Exercise
Each line below should be reproduced without any alteration.

Input records
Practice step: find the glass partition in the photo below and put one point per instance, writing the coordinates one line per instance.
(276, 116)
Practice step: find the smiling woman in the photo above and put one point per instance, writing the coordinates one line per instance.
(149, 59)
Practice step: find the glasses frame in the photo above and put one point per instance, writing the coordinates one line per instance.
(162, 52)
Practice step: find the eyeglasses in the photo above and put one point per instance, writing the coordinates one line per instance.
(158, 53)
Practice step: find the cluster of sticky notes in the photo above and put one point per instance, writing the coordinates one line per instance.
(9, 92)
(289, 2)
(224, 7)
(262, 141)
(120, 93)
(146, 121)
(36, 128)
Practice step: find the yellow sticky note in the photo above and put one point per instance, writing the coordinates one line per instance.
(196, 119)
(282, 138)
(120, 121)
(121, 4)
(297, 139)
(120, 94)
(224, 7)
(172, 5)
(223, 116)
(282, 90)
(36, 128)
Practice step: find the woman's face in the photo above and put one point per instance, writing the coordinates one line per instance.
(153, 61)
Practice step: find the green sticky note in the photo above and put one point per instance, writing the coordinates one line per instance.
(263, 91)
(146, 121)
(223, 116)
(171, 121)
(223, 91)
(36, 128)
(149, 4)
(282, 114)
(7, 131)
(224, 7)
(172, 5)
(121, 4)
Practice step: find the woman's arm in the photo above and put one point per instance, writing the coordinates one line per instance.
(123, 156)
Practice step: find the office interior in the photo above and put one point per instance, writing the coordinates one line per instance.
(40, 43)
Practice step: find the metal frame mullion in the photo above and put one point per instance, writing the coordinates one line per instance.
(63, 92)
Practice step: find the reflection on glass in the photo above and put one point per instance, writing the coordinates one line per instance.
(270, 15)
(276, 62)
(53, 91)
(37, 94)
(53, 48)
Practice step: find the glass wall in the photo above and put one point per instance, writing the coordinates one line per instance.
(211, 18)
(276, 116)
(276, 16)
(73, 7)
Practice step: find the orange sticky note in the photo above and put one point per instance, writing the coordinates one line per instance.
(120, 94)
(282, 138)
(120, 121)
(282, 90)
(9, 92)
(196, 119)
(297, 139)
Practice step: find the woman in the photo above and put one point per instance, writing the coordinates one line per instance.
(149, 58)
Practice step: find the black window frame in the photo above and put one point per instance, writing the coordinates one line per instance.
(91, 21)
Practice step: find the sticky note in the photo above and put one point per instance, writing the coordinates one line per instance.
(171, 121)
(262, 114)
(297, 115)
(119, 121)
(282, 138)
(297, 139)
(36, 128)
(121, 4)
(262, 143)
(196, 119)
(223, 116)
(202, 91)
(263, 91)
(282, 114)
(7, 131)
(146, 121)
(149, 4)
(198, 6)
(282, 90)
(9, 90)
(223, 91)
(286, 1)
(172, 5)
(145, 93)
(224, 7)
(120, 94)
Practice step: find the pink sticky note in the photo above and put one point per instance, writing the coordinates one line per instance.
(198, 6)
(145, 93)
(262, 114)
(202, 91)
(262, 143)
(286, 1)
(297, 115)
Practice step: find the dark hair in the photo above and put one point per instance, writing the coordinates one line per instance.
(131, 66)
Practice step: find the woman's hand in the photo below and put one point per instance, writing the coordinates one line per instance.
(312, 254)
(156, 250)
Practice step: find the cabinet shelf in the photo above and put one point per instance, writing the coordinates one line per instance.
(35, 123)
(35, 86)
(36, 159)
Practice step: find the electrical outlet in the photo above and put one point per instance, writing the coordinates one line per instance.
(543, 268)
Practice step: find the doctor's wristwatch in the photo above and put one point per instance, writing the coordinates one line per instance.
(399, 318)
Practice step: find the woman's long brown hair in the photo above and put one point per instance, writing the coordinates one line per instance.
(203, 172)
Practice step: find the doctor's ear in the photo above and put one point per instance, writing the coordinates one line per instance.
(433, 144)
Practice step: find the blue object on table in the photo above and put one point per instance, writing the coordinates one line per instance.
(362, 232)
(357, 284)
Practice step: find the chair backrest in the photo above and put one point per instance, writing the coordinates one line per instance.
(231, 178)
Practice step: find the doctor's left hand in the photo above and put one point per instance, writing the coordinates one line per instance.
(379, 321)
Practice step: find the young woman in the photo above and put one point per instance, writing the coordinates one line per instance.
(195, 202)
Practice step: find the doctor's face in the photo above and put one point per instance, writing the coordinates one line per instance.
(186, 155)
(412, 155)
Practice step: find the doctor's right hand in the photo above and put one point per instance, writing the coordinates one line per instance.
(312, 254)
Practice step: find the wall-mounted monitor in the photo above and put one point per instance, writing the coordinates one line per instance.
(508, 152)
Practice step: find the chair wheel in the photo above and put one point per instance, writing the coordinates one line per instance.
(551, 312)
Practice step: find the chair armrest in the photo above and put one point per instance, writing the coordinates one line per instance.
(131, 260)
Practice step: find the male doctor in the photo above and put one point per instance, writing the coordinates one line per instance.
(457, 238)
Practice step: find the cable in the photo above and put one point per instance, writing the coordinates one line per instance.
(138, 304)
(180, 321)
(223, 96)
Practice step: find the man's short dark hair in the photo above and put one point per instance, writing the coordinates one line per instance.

Result below
Practice step: find the glass partition in the photo below and put one point per instance, writing the coordinates one line per instance.
(276, 116)
Practice step: find the smiling woman in the photo above and put one point per instance, writing the coordinates one line per instance.
(149, 59)
Practice step: find the glasses frame in the photo above and put one point per instance, writing the coordinates one line per instance.
(162, 52)
Practice step: find the eyeglasses in the photo above and put one point per instance, writing the coordinates one line per instance.
(158, 53)
Practice step: find the cluster of sticky notes in the photo above and put one point per instance, writing the coordinates one line per instance.
(9, 92)
(289, 2)
(224, 7)
(262, 141)
(120, 93)
(146, 121)
(36, 128)
Practice step: find the yellow sticky note in the photo above and put one point per instance, writing the coordinates one line per instance.
(196, 119)
(282, 138)
(120, 121)
(121, 4)
(297, 139)
(120, 94)
(224, 7)
(172, 5)
(223, 116)
(282, 90)
(36, 128)
Practice step: find the woman's face in the photo above and put one point per instance, writing the coordinates one line per instance.
(153, 61)
Practice step: find the green sticky note in the photo above and put one point per instance, writing the coordinates one line per instance.
(263, 91)
(146, 121)
(223, 116)
(171, 121)
(223, 91)
(36, 128)
(149, 4)
(282, 114)
(7, 131)
(224, 7)
(172, 5)
(121, 4)
Practice step: find the woman's arm in the photo above and put one point per instance, writing the coordinates one line per instance.
(123, 156)
Practice step: find the office interior in the photo above and put one point per instance, writing the coordinates one line per instance.
(40, 43)
Practice step: find the metal frame mullion in the photo above and put one point per instance, writing the coordinates one line per instance.
(63, 92)
Practice step: find the reflection on glass in the photo above and put one point per instance, writing the coordinates one line per instance.
(270, 15)
(276, 62)
(53, 91)
(37, 94)
(53, 48)
Practice step: find the glass wall in the photo above and put one point per instance, writing the coordinates one line per instance.
(211, 18)
(276, 116)
(276, 16)
(73, 7)
Practice step: find the orange sticky note in the photo above and put one point per instance, writing the coordinates one line per instance.
(120, 94)
(282, 138)
(120, 121)
(282, 90)
(9, 92)
(196, 119)
(297, 139)
Practice step: find the woman in the photo above and put one point per instance, writing the coordinates one line per instance.
(149, 58)
Practice step: find the black window frame in the photo above and put one point per instance, writing the coordinates one line per instance.
(91, 21)
Practice step: find the sticky note in the photo above and put one point per instance, writing the coordinates one line per instance.
(171, 121)
(262, 114)
(297, 115)
(119, 121)
(282, 138)
(297, 139)
(36, 128)
(121, 4)
(262, 143)
(196, 119)
(223, 116)
(202, 91)
(263, 91)
(282, 114)
(7, 131)
(146, 121)
(149, 4)
(198, 6)
(282, 90)
(9, 90)
(223, 91)
(286, 1)
(172, 5)
(145, 93)
(224, 7)
(120, 94)
Practice step: find the pink sticky note in the photo above and put one point per instance, writing the coordinates one line per instance.
(198, 6)
(145, 93)
(262, 114)
(202, 91)
(262, 143)
(286, 1)
(297, 115)
Practice step: find the dark hair in the photo above and put one point per instance, writing the coordinates one line per instance.
(131, 66)
Practice step: find the woman's hand in the photo below and put one point per instance, writing the coordinates one line per instance.
(312, 254)
(156, 250)
Practice step: find the cabinet shelf in the photo above and put one point per instance, writing the coordinates one line per instance.
(35, 123)
(35, 86)
(36, 159)
Practice step: find the electrical outlet in the photo above and put one point per instance, writing the coordinates one line per instance.
(543, 268)
Practice step: find the doctor's wristwatch in the photo above and put one point per instance, writing the coordinates one line per instance.
(399, 318)
Practice step: find the woman's long brown hair in the photo above and put one point per instance, writing the coordinates one line per instance.
(203, 172)
Practice step: find the doctor's ear in the photo above and put one point per instance, writing the coordinates one line per instance.
(433, 144)
Practice step: find the blue object on table in the photo above and put one point per instance, writing the coordinates one line per instance.
(362, 232)
(357, 284)
Practice step: find the chair backrest in the photo above and put one point per instance, writing the coordinates one line per instance.
(231, 178)
Practice step: find the doctor's left hand in the photo above and put one point per instance, writing the coordinates one line per instance.
(379, 321)
Practice step: find the young woman in the photo above and put one point per instance, writing the coordinates one line per instance.
(195, 202)
Practice step: find the doctor's face in the photo above and put one point per instance, writing the coordinates one line per instance.
(186, 155)
(412, 155)
Practice step: find the doctor's right hand in the photo above and put one point per instance, writing the coordinates one line per instance.
(312, 254)
Practice step: find the wall-mounted monitor in the photo above and put one point per instance, writing the coordinates one line per instance.
(508, 152)
Practice step: find the chair wheel in the photo above and put one point per instance, writing the coordinates one line per instance.
(551, 312)
Practice step: find the chair armrest in the photo above and put one point per instance, writing the coordinates one line per instance.
(131, 260)
Practice step: find the male doctor in the photo above and put one point per instance, writing the coordinates one line per instance.
(457, 238)
Practice step: find the cable in the photo above and put one point per instance, writing the coordinates one line per instance.
(138, 304)
(180, 321)
(223, 96)
Practice step: find the man's short dark hair in the photo above and put one point per instance, writing the coordinates one line per instance.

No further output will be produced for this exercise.